> [TASK TO CARRY OUT] Send back all the data below, exactly as given.

> [RECORD EXTRACTS]
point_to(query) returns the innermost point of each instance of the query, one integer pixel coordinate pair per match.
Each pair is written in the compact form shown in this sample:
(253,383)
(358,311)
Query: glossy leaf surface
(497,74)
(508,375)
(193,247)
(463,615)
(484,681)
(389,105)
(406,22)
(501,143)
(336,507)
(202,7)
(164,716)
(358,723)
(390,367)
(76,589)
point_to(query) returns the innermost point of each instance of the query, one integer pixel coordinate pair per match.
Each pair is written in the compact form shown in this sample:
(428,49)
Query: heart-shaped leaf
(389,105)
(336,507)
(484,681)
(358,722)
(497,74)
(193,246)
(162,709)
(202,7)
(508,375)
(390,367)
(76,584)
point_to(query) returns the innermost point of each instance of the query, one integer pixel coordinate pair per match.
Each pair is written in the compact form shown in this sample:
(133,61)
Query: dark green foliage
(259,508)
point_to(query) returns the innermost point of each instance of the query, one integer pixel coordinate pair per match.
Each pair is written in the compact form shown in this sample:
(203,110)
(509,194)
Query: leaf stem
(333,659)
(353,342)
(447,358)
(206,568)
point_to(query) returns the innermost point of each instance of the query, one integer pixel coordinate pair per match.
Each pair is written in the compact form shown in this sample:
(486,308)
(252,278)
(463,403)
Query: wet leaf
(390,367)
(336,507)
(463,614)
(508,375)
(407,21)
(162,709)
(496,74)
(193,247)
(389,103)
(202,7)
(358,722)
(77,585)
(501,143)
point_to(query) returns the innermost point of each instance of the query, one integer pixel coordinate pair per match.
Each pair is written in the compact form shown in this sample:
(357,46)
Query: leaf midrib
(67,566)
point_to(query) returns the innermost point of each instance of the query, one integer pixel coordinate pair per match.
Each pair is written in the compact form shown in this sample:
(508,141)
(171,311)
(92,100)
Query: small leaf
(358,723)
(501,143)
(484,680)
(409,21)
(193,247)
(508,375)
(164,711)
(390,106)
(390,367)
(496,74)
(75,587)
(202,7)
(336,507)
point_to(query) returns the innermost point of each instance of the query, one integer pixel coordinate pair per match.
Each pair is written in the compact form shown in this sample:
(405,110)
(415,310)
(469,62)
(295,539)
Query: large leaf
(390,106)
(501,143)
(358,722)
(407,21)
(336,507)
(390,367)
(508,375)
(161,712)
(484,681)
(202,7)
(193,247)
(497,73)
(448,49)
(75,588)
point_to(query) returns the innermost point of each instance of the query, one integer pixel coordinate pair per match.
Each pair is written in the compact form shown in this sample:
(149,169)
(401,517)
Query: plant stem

> [EXERCISE SOLUTION]
point_to(query) returns the innermost point of each instance of the query, one integer pixel coordinate pair per match.
Each pair is written in the compact form shown in this sample:
(253,383)
(358,311)
Query: glossy leaf surface
(497,74)
(508,375)
(193,247)
(463,615)
(484,681)
(389,105)
(406,22)
(501,143)
(336,507)
(202,7)
(164,716)
(358,723)
(390,367)
(76,589)
point_to(query) returns the innermost point of each instance of the query, one integer pixel coordinate pair per match.
Each pair is written in the compact form shown in this sample:
(428,49)
Query: heart-shaped leaf
(389,105)
(336,507)
(484,681)
(358,722)
(497,74)
(193,246)
(162,709)
(202,7)
(508,375)
(390,367)
(76,584)
point_to(query) returns the innermost point of each instance of the query, one integer pixel coordinate pair per match.
Each pair is written in the compact form shown in this sample:
(133,61)
Query: dark green foliage
(259,508)
point_to(query) returns the innermost point of each instance of the query, one integer pixel coordinate pair per match.
Each pair is written in the compact form shown in this sample:
(203,110)
(509,194)
Query: leaf stem
(333,659)
(353,342)
(447,358)
(206,568)
point_to(query) returns the innermost point of each instance of the query, one integer pixel coordinate pair per match.
Each pair is written in the compact form shown in this sample:
(486,308)
(252,278)
(463,403)
Query: wet leaf
(390,367)
(336,507)
(463,614)
(508,375)
(407,21)
(162,709)
(496,74)
(193,247)
(389,103)
(202,7)
(358,722)
(77,585)
(501,143)
point_to(query) returns the innermost point of each instance of the query, one integer pixel coordinate pair per match.
Each pair is written in the compact form shown in this sample:
(357,46)
Query: leaf midrib
(67,566)
point_to(query) returns the innermost point of each instance of the query, one integer pixel coordinate pair per match.
Each pair is written in the compact form shown in this sample:
(508,141)
(171,311)
(92,100)
Query: small leaf
(358,723)
(501,143)
(484,680)
(409,21)
(193,247)
(508,375)
(164,711)
(390,106)
(390,367)
(496,74)
(75,587)
(202,7)
(336,507)
point_to(query) returns the innermost point of each instance of the query, one integer pixel coordinate pair per match.
Each pair is written in the compact form shown in this sample:
(405,110)
(415,310)
(469,62)
(295,539)
Query: large leaf
(390,106)
(501,143)
(358,722)
(407,21)
(336,507)
(390,367)
(508,375)
(161,712)
(484,681)
(202,7)
(193,247)
(497,73)
(448,49)
(75,588)
point_to(query) returns the innermost point of each instance of the query, one integer pixel coordinate pair per match.
Each pair is written in the compact form shown in this sample:
(149,169)
(401,517)
Query: plant stem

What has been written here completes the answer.